## Exercise instructions
Write out each of the items below word for word, leaving out the pictures.
━━ Extracted entries
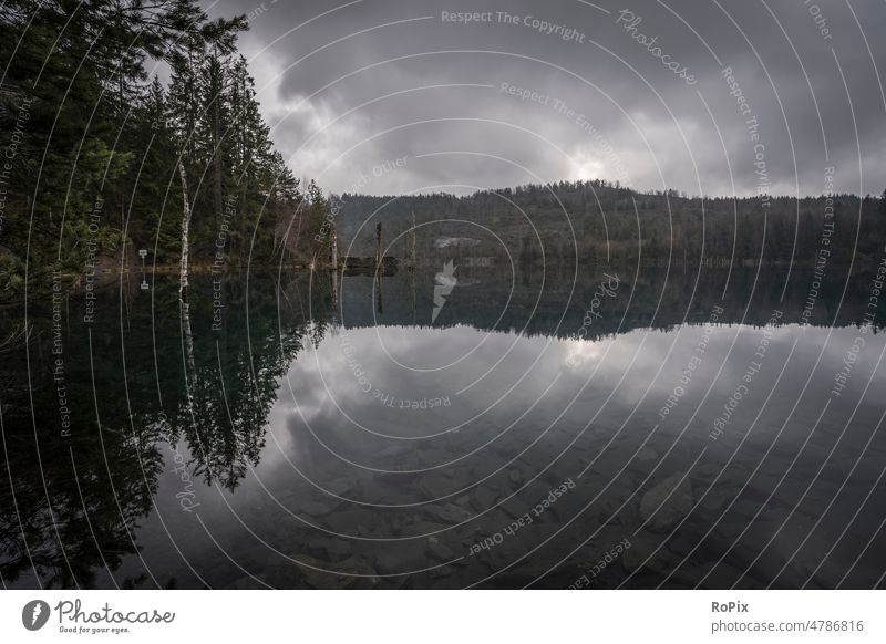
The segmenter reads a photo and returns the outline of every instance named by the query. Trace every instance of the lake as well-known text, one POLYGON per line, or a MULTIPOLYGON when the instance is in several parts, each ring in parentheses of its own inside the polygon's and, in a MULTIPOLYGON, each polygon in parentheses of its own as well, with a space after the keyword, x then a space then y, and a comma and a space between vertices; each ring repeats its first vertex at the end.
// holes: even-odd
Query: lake
POLYGON ((484 263, 0 311, 3 584, 883 584, 873 271, 484 263))

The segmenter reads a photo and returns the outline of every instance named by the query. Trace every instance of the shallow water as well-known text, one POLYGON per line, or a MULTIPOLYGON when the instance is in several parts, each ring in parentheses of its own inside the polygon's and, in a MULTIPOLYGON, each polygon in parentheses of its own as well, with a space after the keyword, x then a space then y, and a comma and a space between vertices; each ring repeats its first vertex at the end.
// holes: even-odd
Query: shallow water
POLYGON ((3 583, 883 585, 872 276, 436 272, 6 311, 3 583))

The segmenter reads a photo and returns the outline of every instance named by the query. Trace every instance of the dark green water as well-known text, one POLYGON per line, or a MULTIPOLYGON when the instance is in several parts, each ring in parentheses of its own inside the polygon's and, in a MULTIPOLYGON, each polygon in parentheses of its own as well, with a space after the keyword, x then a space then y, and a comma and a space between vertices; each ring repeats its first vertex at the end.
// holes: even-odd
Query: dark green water
POLYGON ((437 270, 0 313, 3 584, 883 585, 873 274, 437 270))

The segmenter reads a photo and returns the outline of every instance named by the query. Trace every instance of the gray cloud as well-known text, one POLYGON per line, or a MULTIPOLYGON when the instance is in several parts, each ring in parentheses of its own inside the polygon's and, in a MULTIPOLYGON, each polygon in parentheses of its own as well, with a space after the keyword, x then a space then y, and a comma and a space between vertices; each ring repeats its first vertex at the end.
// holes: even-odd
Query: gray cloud
POLYGON ((253 17, 241 44, 275 141, 297 174, 334 191, 606 178, 805 195, 820 194, 835 166, 838 190, 880 193, 886 7, 718 1, 601 0, 604 11, 580 0, 223 0, 210 11, 253 17), (492 20, 463 24, 444 11, 492 20), (632 38, 640 33, 656 42, 645 46, 632 38), (399 169, 379 170, 402 157, 399 169))

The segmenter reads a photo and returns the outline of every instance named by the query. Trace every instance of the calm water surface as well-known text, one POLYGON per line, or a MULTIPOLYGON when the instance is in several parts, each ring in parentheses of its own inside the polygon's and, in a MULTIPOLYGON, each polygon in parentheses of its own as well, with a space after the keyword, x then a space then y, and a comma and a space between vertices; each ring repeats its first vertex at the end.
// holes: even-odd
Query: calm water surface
━━━━
## Answer to the exercise
The segmenter reads a photo and returns the outline of every instance named by the query. Trace every instance of the lake as well-known text, one POLYGON per line, or a MULTIPOLYGON when the instance is in several parts, each ring in parentheses of its own inside the polygon's and, in a MULTIPOLYGON, each polygon in parentheses of its own as well, with a space after the keyword, x then a space then y, and a comma and a space between vertices; each ring repeats its first vertex at the end.
// holes: even-odd
Query: lake
POLYGON ((484 263, 0 311, 3 584, 883 584, 873 271, 484 263))

The segmenter reads a photo and returns the outline of every instance named by the query. Trace every instance of the shallow water as well-known text, one POLYGON per line, or a MULTIPOLYGON when the instance is in several parts, each ring in parentheses of its own inside the polygon's and, in a MULTIPOLYGON, each polygon in parentheses of its own as well, with a space after the keyword, x then a space then y, and a comma and a space between vertices; each ring repeats its first vertex at the end.
// holes: even-odd
Query: shallow water
POLYGON ((3 583, 883 585, 872 276, 436 272, 6 311, 3 583))

The segmenter reads a photo and returns the outline of every instance named by the query. Trace every instance of the dark green water as well-known text, one POLYGON per line, or a MULTIPOLYGON when the instance is in several parts, each ring in parentheses of its own inside the polygon's and, in a MULTIPOLYGON, each polygon in parentheses of its own as well, with a space after the keyword, x then a space then y, and a comma and a space between vertices; each ring repeats its first vertex at the end.
// holes: even-odd
Query: dark green water
POLYGON ((437 270, 0 313, 3 584, 883 585, 873 274, 437 270))

The segmenter reads a photo and returns the outline of every instance named by the query. Trace every instance of the gray cloud as well-known text, one POLYGON per line, or a MULTIPOLYGON when the instance is in several parts, each ring in parentheses of its own inside the polygon's and, in a MULTIPOLYGON, each polygon in parentheses of its own as well, with a space after the keyword, x then a space then y, and a comma and a space between vertices; each ring repeats its first vertex at the end.
// holes: even-odd
Query: gray cloud
POLYGON ((253 17, 241 44, 275 141, 297 174, 334 191, 606 178, 805 195, 820 194, 835 166, 838 190, 880 193, 886 7, 718 1, 601 0, 604 11, 580 0, 223 0, 210 11, 253 17), (492 20, 463 24, 444 11, 492 20), (632 38, 640 33, 656 42, 645 46, 632 38), (399 169, 379 170, 402 157, 399 169))

The segmenter reads a photo and returns the outline of every instance named by the query. Trace every instance of the calm water surface as well-known text, one POLYGON per line, or a MULTIPOLYGON when the instance is in several parts, each ring in parentheses of its own inside the polygon's and, in a MULTIPOLYGON, each polygon in parentheses of its own as well, with a space after the keyword, x then a space then y, and a comma and a space between vertices; each ring repeats its first vertex at the end.
// holes: even-odd
Query: calm water surface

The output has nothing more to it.